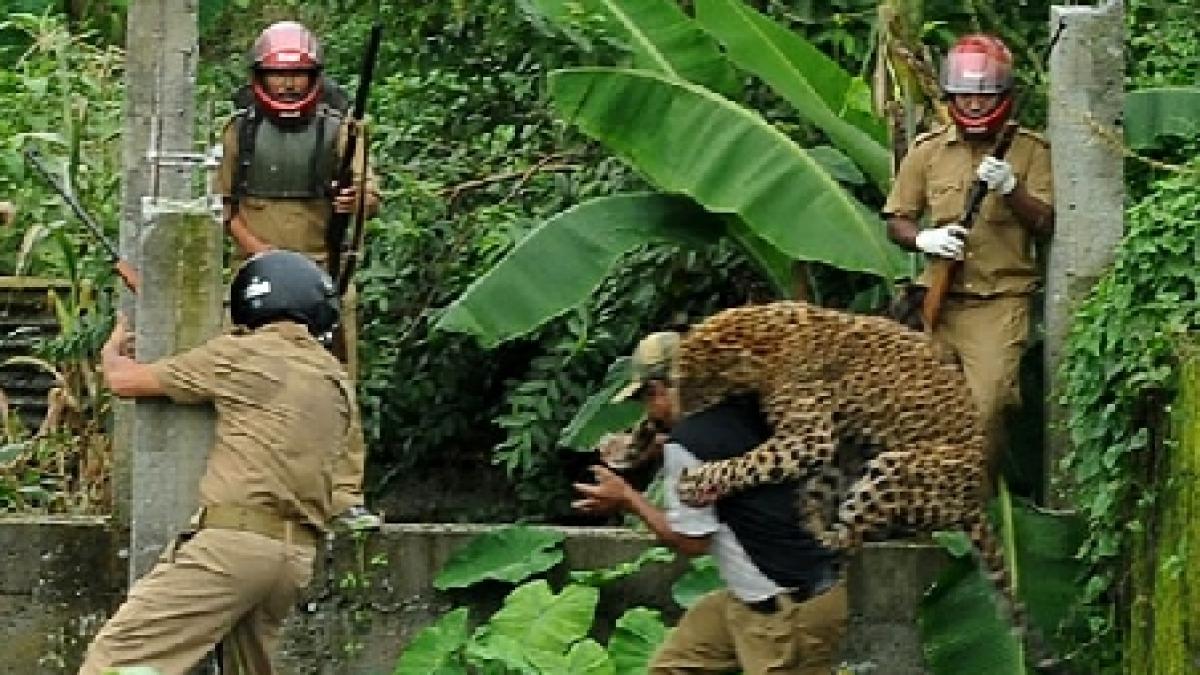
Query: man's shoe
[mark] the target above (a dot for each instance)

--

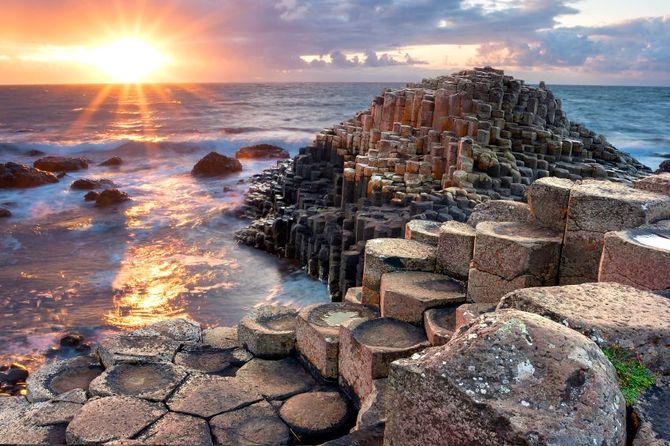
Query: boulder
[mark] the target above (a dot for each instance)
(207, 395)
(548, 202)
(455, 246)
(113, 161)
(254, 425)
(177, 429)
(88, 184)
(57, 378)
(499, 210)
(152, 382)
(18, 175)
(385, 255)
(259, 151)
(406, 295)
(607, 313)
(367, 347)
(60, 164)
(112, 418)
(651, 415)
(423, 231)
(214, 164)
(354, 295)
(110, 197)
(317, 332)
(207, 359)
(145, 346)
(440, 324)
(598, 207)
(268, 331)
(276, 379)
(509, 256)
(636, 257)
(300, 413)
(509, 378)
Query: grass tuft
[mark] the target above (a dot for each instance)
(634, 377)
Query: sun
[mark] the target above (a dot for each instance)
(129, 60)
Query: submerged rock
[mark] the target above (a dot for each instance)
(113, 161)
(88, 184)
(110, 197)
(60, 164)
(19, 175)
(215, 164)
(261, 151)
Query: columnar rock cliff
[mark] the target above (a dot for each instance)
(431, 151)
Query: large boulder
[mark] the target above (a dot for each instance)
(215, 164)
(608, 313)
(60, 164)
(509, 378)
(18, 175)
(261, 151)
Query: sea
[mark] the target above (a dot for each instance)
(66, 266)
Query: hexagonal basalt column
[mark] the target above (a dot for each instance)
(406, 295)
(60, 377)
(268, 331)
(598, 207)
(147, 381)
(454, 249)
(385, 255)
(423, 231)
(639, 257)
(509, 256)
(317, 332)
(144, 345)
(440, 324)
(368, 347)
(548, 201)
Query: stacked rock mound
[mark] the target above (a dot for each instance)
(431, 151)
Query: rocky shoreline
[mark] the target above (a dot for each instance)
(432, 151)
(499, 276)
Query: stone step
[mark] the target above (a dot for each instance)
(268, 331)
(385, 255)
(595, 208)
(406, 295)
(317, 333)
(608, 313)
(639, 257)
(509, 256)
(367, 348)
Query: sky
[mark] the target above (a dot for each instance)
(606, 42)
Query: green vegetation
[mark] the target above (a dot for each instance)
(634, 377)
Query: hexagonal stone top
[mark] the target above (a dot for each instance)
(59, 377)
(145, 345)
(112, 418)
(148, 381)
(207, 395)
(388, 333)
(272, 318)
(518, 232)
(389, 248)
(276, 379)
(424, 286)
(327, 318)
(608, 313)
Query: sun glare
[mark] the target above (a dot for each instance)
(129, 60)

--

_YOUR TASK:_ Count the lines in the records above that contain the string "stone", with case counting. Reply with the number alone.

_FINAL ANSWER:_ 2